* Task directions
Count how many lines in the entries below include the word "orange". Reply with that number alone.
------------------------------------
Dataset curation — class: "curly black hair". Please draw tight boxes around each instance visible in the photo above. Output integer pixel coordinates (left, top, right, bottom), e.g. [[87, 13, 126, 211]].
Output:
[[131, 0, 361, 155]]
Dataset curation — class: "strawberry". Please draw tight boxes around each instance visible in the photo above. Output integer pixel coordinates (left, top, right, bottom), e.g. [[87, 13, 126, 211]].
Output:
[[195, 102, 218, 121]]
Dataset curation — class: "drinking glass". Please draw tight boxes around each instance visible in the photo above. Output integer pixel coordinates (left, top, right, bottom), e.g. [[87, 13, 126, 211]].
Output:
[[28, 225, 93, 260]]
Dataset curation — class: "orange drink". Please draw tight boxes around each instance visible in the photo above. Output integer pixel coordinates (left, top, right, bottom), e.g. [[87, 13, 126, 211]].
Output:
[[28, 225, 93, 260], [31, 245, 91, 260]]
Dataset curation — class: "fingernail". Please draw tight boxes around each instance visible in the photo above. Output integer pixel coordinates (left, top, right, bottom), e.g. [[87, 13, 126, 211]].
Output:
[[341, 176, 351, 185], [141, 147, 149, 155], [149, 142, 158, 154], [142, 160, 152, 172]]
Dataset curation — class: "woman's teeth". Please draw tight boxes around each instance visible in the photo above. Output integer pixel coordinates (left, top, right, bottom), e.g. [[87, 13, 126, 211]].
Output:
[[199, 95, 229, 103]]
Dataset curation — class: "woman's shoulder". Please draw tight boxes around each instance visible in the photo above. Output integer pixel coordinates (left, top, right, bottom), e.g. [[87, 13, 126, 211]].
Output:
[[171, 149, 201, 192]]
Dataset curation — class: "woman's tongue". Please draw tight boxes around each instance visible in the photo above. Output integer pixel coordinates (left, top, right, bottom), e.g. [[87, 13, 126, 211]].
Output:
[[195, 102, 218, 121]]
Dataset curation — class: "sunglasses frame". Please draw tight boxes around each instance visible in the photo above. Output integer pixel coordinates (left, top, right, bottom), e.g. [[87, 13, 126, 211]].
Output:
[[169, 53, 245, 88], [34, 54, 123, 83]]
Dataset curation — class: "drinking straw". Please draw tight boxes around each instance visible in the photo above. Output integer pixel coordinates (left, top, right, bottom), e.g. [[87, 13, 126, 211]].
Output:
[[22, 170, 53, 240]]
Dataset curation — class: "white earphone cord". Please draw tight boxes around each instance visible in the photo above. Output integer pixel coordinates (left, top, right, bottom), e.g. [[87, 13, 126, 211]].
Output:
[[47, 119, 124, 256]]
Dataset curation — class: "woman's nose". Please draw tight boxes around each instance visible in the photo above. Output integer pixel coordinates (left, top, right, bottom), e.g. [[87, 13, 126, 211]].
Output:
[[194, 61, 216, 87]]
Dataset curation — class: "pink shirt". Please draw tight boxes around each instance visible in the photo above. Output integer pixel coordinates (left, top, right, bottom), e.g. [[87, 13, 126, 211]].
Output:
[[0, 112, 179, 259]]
------------------------------------
* Solution for this problem
1